__TEKSTFRAGMENT__.
====

Home Kennis Bij vergunning voor dakterras onderscheid maken tussen een studentenwoning of een gezinswoning. Ruimtelijk relevant of discriminatie?

Bij vergunning voor dakterras onderscheid maken tussen een studentenwoning of een gezinswoning. Ruimtelijk relevant of discriminatie?

11 september 2020
Marije van Mannekes
en
Roelof Reinders

Maastricht is een van de kleinere studentensteden die Nederland kent en telt ongeveer 22.000 studenten, waarvan er zo’n 17.000 op kamers wonen. Ook al is het een relatief kleine studentenstad, ook hier lopen de levens van studenten andere bewoners niet altijd met elkaar in de pas. En dat kan tot frictie leiden. Zo ook in deze zaak. Een studentenhuis midden in de binnenstad vroeg voor het gebruik van hun dakterras een vergunning aan, die het college van burgemeester en wethouders van Maastricht verleende. Omwonenden betoogden echter dat de aanwezigheid van een dakterras bij studenten al snel gepaard gaat met geluidsoverlast tot in de kleine uurtjes. Het college van burgemeester en wethouders heeft volgens hen bij het verlenen van de vergunning niet meegenomen dat het hier om een studentenwoning gaat. Had het college dit moeten doen, of is dit juist discriminerend?

Waar ging de zaak over?

Een pand in de binnenstad van Maastricht wordt bewoond door verschillende studenten. Op de eerste verdieping heeft het drie kamers en op de tweede verdieping twee. Daarnaast heeft het pand een ruim dakterras, gelegen tussen omliggende panden. Alle bewoners hebben tot dit dakterras toegang. Waar dit terras eerst zonder vergunning werd gebruikt vragen de studenten deze uiteindelijk aan en het college verleent daarop de vergunning, ondanks strijdigheid met het bestemmingsplan. Omwonenden vrezen echter meer overlast van het terras en gaan in bezwaar. Het college verklaart het bezwaar ongegrond. Bij de rechtbank hebben de omwonende meer succes. Het college heeft volgens de rechtbank ten onrechte niet meegewogen dat het pand wordt bewoond door studenten. En dit verschil kan volgens de rechtbank van invloed zijn op het woon- en leefklimaat van de omgeving. De levensstijl van een studentenhuis en de levensstijl van een gezinswoning verschilt nu eenmaal van elkaar. Immers zijn studenten vaker in de nachtelijke uren actief en zullen hierbij ook eventueel overlast kunnen veroorzaken. Houdt dit oordeel bij de Afdeling stand?

Oordeel Afdeling

Ja. De Afdeling gaat niet mee in het betoog van het college dat in de besluitvorming de leeftijd van de studenten niet meegenomen dient te worden en het discriminerend is om een onderscheid te maken tussen het gebruik van een dakterras door studenten en het gebruik van een dakterras door andere personen. In lijn met de rechtbank oordeelt de Afdeling namelijk dat er een ruimtelijk relevant verschil is tussen het gebruik van een pand voor kamerverhuur of het bewonen van een pand door een huishouden. Dit heeft een wezenlijk ander effect op het woon- en leefklimaat van de omgeving, met name de geluidsoverlast. De relevantie zit daarbij zowel in het leeftijdsverschil tussen omwonenden en studenten als in de verschillende levensstijlen. Het maken van dit onderscheid bij de beoordeling van een aanvraag is dan ook gerechtvaardigd en het besluit van het college is onvoldoende onderbouwd. Het college dient naar aanleiding van deze uitspraak een nieuw besluit te nemen.

====

__BRONGEGEVENS__.
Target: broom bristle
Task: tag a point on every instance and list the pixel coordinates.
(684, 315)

====

__OPDRACHT__. Vervang in de tekst "dakterras" door "balkon" en geef het deel weer dat opent met de woorden "Maastricht is een" en sluit met "de zaak over?". De gegevens houden geen verband met de tekst.

__ANTWOORD__.
Maastricht is een van de kleinere studentensteden die Nederland kent en telt ongeveer 22.000 studenten, waarvan er zo’n 17.000 op kamers wonen. Ook al is het een relatief kleine studentenstad, ook hier lopen de levens van studenten andere bewoners niet altijd met elkaar in de pas. En dat kan tot frictie leiden. Zo ook in deze zaak. Een studentenhuis midden in de binnenstad vroeg voor het gebruik van hun balkon een vergunning aan, die het college van burgemeester en wethouders van Maastricht verleende. Omwonenden betoogden echter dat de aanwezigheid van een balkon bij studenten al snel gepaard gaat met geluidsoverlast tot in de kleine uurtjes. Het college van burgemeester en wethouders heeft volgens hen bij het verlenen van de vergunning niet meegenomen dat het hier om een studentenwoning gaat. Had het college dit moeten doen, of is dit juist discriminerend?

Waar ging de zaak over?